** GOAL OF THE EXERCISE **
Write out everything from the start of the records down to the line containing "[380,118,443,223]", swapping "photograph" for "image" and leaving all else unchanged.

** RECORDS FOR THIS EXERCISE **
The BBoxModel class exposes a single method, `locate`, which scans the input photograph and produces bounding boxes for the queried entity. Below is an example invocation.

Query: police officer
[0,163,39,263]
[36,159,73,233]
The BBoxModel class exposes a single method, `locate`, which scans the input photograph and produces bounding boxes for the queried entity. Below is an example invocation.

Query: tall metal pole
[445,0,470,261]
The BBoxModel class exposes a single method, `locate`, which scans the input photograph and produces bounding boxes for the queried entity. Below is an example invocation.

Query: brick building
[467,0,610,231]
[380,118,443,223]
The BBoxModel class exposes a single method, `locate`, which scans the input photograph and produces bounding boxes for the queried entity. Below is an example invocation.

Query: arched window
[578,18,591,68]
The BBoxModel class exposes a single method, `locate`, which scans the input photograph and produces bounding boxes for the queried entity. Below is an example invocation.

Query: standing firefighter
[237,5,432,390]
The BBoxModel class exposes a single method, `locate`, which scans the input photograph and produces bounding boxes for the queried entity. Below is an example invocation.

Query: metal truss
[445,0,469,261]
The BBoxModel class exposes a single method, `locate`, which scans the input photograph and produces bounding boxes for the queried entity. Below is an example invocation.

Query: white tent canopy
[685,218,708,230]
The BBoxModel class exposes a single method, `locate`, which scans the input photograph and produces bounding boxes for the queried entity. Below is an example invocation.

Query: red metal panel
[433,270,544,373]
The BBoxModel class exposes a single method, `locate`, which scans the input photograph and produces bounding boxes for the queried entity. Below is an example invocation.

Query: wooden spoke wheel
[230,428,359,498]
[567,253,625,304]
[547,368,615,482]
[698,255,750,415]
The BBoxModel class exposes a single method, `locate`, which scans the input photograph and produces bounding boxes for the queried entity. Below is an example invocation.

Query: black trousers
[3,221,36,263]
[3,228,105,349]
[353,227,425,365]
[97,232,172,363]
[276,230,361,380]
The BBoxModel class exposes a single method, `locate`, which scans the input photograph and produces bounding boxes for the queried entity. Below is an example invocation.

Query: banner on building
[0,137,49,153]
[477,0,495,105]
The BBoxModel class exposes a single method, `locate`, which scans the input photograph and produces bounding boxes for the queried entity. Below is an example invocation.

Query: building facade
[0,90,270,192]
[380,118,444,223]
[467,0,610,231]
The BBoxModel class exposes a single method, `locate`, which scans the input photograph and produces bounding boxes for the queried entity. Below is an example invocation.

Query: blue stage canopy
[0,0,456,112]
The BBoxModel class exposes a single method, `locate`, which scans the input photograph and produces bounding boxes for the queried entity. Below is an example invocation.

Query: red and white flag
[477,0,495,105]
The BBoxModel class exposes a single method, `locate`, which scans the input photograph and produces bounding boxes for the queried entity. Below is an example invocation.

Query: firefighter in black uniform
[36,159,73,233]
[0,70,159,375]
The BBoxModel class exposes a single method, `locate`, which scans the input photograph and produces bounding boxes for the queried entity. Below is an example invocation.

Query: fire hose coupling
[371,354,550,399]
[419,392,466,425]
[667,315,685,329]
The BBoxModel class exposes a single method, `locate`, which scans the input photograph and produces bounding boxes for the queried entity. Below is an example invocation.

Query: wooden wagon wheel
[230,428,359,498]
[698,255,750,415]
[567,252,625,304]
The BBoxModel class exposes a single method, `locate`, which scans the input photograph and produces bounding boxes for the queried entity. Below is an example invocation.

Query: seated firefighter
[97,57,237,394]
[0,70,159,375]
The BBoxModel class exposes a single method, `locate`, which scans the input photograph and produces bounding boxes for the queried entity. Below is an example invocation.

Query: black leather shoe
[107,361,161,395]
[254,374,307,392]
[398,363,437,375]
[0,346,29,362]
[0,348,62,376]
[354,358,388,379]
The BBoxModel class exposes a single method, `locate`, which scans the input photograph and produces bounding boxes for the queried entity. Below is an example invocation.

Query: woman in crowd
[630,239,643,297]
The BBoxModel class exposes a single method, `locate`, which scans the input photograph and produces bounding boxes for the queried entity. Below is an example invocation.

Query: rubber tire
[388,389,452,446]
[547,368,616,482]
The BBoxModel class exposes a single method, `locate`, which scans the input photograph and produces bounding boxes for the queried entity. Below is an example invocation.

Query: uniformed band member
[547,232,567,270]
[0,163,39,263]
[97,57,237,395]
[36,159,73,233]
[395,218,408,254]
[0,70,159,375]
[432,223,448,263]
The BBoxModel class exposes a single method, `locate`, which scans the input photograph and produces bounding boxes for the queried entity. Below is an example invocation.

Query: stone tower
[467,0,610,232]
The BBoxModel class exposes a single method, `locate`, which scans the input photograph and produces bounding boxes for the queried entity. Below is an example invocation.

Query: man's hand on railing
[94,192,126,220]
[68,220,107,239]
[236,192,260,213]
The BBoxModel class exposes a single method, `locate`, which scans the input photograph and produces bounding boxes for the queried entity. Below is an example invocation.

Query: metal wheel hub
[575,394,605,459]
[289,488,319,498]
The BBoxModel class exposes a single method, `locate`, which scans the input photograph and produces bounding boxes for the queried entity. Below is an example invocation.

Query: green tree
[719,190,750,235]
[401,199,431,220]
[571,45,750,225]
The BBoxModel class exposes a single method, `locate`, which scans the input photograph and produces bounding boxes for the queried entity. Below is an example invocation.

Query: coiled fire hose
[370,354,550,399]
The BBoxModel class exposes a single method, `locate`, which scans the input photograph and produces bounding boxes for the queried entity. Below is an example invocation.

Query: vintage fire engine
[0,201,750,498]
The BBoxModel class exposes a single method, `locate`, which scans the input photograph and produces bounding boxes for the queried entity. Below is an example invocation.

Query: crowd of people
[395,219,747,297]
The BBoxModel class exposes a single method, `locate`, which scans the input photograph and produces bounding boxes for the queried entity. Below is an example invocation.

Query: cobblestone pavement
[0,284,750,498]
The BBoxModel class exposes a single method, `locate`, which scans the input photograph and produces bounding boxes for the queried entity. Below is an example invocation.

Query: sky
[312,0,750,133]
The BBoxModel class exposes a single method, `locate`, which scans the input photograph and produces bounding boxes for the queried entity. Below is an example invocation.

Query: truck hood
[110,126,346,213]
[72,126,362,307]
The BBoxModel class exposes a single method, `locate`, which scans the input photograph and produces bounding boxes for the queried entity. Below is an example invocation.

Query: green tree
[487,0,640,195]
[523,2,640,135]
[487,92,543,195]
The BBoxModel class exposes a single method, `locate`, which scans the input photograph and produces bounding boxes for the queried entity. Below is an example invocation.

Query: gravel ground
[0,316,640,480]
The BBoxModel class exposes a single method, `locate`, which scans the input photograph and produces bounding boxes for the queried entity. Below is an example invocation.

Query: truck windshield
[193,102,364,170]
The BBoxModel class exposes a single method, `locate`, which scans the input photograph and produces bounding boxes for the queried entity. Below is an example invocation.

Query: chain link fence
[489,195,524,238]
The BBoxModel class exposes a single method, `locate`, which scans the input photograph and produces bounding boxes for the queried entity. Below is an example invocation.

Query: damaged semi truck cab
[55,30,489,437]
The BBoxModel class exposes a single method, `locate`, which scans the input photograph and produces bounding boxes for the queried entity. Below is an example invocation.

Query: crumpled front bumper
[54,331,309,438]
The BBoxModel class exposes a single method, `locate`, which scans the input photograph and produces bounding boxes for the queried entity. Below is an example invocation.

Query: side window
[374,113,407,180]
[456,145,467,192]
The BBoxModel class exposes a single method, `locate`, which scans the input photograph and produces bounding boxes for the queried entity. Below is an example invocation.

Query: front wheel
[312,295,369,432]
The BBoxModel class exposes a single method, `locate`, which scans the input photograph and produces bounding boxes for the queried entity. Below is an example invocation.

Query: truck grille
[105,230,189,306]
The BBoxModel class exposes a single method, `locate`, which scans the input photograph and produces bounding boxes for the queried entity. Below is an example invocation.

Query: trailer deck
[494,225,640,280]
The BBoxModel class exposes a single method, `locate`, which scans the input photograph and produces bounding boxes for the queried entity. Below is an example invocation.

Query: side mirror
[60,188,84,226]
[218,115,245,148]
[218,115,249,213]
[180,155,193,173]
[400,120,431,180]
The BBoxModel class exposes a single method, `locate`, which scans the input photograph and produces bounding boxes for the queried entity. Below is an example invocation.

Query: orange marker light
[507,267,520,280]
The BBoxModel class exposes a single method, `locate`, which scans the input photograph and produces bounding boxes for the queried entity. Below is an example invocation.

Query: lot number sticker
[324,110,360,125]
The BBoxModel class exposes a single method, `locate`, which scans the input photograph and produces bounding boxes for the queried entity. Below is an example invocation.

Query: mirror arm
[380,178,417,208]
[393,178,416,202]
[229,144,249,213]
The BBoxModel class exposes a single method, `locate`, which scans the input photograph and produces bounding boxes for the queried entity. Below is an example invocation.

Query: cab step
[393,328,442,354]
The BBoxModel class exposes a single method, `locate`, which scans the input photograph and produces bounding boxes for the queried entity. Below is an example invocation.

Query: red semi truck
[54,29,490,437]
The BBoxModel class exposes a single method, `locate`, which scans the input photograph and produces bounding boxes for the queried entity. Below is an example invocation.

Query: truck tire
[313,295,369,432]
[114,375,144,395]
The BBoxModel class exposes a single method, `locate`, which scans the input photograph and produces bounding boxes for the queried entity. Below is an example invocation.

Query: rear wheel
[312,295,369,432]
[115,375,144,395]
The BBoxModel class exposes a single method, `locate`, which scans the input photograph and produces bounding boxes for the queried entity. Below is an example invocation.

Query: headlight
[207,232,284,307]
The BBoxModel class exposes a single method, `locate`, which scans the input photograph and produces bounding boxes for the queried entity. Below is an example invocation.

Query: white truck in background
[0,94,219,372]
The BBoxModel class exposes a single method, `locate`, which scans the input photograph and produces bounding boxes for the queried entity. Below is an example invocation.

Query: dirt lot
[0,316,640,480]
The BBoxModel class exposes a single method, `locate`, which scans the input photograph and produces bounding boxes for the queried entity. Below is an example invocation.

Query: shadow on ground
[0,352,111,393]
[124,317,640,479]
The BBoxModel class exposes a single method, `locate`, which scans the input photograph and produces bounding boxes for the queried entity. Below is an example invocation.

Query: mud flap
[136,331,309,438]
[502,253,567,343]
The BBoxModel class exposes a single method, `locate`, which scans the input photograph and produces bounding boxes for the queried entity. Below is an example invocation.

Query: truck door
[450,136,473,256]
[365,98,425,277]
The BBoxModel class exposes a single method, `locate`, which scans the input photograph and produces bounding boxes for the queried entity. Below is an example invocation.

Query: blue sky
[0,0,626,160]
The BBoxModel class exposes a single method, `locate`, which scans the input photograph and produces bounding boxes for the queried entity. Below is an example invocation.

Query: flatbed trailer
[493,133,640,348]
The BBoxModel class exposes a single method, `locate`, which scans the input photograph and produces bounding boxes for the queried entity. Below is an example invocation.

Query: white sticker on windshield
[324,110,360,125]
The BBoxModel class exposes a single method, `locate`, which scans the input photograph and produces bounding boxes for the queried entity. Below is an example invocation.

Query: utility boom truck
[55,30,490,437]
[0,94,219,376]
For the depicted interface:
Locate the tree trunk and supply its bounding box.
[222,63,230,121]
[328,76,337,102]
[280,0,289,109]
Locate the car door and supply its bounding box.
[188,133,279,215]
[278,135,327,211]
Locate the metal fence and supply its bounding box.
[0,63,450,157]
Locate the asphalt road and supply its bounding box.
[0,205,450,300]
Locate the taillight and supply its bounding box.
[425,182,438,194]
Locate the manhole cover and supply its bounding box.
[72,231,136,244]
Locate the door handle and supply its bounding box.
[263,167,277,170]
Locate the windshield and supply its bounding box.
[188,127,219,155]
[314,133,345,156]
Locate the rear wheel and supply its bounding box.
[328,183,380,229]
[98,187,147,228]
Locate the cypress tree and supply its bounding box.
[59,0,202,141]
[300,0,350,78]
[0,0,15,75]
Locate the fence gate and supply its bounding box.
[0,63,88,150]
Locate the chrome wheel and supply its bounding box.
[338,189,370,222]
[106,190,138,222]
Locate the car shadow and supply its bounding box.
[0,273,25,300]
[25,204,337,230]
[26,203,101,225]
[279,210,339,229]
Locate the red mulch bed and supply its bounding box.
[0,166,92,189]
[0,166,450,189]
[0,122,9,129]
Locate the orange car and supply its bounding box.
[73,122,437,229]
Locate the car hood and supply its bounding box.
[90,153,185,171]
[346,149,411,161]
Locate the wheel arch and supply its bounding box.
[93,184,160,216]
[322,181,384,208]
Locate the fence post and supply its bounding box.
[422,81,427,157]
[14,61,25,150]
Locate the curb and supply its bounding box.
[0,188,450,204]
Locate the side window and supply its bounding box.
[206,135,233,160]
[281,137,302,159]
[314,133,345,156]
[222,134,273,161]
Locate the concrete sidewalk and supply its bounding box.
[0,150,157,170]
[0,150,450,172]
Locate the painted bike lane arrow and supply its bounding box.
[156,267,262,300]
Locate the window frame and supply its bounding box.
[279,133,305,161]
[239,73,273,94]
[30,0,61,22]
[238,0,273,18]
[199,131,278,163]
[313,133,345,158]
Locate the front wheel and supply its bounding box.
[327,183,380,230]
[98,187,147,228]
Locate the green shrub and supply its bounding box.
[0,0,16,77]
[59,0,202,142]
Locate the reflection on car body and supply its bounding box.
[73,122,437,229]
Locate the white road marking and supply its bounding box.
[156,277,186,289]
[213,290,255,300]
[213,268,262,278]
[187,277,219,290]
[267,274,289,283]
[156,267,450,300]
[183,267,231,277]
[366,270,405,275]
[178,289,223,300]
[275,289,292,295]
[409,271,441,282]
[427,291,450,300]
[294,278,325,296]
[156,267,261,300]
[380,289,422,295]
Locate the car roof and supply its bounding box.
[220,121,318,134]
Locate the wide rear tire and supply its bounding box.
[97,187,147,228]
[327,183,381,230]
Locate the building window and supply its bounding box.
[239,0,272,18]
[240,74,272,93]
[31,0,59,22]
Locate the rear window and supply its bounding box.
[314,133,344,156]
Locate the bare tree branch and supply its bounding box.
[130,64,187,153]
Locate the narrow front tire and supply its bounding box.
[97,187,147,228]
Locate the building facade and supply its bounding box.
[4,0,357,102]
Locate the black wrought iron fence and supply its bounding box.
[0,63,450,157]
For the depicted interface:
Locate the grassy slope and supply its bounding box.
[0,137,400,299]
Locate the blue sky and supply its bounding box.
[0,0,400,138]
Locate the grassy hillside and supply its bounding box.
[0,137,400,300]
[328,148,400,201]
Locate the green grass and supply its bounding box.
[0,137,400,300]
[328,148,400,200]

** ANSWER FOR THE TASK **
The BBoxModel class exposes a single method, `locate`, which scans the input image and produces bounding boxes for the queried entity. Below is an example invocation.

Query: police officer
[0,163,39,263]
[36,159,73,233]
The BBoxModel class exposes a single method, `locate`, which scans the input image and produces bounding boxes for the queried entity. Below is an example invocation.

Query: tall metal pole
[445,0,470,261]
The BBoxModel class exposes a single method, `locate`, which scans the input image and produces bounding boxes for the queried entity. Below is an example invocation.

Query: brick building
[467,0,610,231]
[380,118,443,223]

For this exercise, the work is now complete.